# [Set task]
Make an exact copy of all the entries, but do not reproduce the pictures.

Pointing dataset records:
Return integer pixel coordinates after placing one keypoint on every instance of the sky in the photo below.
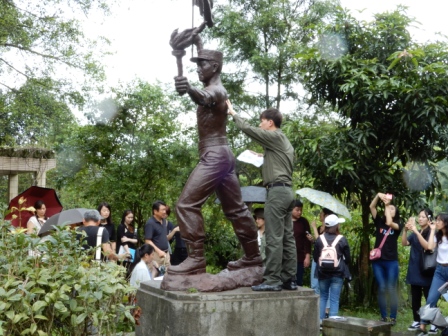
(140, 31)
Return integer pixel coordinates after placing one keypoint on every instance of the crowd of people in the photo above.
(422, 234)
(148, 259)
(144, 260)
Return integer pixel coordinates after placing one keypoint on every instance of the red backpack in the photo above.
(328, 260)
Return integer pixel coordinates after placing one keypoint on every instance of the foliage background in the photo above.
(370, 115)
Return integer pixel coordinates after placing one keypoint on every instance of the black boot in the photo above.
(194, 264)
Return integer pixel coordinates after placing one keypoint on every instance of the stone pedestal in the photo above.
(236, 312)
(354, 326)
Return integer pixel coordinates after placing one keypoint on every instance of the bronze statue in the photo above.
(215, 171)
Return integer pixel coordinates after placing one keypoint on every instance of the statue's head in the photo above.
(212, 56)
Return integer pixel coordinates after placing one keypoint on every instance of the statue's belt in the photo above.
(220, 141)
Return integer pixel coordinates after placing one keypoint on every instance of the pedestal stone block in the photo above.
(236, 312)
(354, 326)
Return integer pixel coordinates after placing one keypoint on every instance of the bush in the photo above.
(59, 291)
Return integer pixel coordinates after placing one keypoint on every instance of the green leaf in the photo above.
(39, 305)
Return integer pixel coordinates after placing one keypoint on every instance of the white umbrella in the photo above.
(325, 200)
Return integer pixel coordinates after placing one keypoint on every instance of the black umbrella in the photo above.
(66, 217)
(252, 194)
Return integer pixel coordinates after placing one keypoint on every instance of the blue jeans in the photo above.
(439, 278)
(315, 283)
(334, 285)
(386, 276)
(299, 274)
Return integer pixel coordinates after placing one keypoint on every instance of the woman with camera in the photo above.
(385, 269)
(441, 274)
(419, 280)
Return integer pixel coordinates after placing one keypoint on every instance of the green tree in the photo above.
(261, 37)
(132, 153)
(46, 65)
(389, 94)
(34, 116)
(41, 39)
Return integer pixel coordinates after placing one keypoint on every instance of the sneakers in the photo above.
(433, 330)
(414, 326)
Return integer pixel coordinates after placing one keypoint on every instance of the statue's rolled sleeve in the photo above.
(202, 97)
(261, 136)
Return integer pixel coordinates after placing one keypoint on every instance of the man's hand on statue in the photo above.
(181, 84)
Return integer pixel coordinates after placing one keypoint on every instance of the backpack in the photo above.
(328, 260)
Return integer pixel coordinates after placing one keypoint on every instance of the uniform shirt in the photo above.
(157, 232)
(278, 152)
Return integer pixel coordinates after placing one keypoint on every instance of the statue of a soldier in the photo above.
(215, 171)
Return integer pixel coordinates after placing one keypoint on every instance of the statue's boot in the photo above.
(194, 264)
(251, 257)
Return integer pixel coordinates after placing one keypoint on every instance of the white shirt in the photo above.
(139, 274)
(442, 251)
(37, 223)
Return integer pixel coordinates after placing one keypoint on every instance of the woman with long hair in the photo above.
(420, 282)
(385, 269)
(35, 222)
(441, 274)
(126, 233)
(105, 211)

# [Task output]
Return integer pixel coordinates after placing one keypoint on every instance of the sky in the photo below.
(140, 31)
Return integer pixel coordinates after placing one keypoint on every instance of the crowd of people in the photo above.
(422, 234)
(148, 259)
(144, 260)
Return integer pixel coordinates after placing one keypoint on every instance of the red backpack in the photo above.
(328, 260)
Return integer pixel coordinates after placing one keypoint on every instance of the foliage background in the photo above.
(370, 115)
Return integer pixel coordinates after placing one keypoint on every instance of the black boot in the photo above.
(194, 264)
Return integer pixel coordinates after placing one keypoint on every instance of the stone pedestal in the photo above.
(236, 312)
(354, 326)
Return integer pixel coordinates after placing one keypoint on every instance of the bronze statue in the photo above.
(215, 171)
Return integer pixel coordinates after placing one keypoint on every instance of the statue's head in the photo above.
(212, 56)
Return integer pixel coordinates after placing one keypoint on every instance of the statue's belt in the photo above.
(220, 141)
Return integer pixel coordinates after placing one keypoint on every instance of the pedestal stone block in the photo above.
(236, 312)
(354, 326)
Return integer pixel coordinates after placing one keypoint on every instance of the bush in the photo above.
(59, 291)
Return integer pixel coordinates after placing one keypoint on every instance of the green leaf in the photo above.
(39, 305)
Return integer pixel coordinates after placing one keypoint on every instance of the white umbrella in the photo above.
(325, 200)
Return integer pixel coordinates after placing one keypoint on every instance of the black umbrella in the photo above.
(66, 217)
(252, 194)
Return integer pixel coordinates after placing one keypoint on every instance of the blue jeans in the photo above.
(439, 278)
(315, 283)
(334, 285)
(386, 276)
(299, 274)
Return integer pixel coordinates after placing one keypoint on every instance of the woman with camera in the photo above.
(385, 269)
(441, 274)
(419, 280)
Return integer pixel coordinates after placing one keypoint on every instance of the green tree in the photo above.
(261, 37)
(132, 153)
(46, 65)
(389, 94)
(34, 116)
(41, 39)
Return integer pixel coordinates after placing one keypoint on every instance of the sneakers in the photo above.
(433, 330)
(414, 326)
Return integer pixel coordinates after placing one keypoint on every instance of the statue's rolled sleeve in the photo above.
(202, 97)
(261, 136)
Return integer pixel coordinates after placing one keypoint on every instance of the man's hand on statue in the photo above.
(181, 84)
Return integer pixel coordinates after placing one keypoint on every instance of the backpack in the photo above.
(328, 260)
Return integer pixel coordinates after placing one keypoint on every instance of the uniform shirt in the photo above.
(157, 232)
(278, 152)
Return integer pixel coordinates after placing one keypoint on every instance of the statue of a soldier in the photo above.
(215, 171)
Return integer pixel coordinates after placing one keypoint on every instance of the statue's boot in the photo above.
(194, 264)
(251, 257)
Return integer pixel coordinates after placing one keypoint on every instance of the white shirt in the photo above.
(139, 274)
(442, 251)
(37, 223)
Return integer pixel coordinates after placing one keypoint on every instance of the woman with long hair in the photo above.
(420, 282)
(385, 269)
(35, 222)
(441, 274)
(126, 233)
(105, 211)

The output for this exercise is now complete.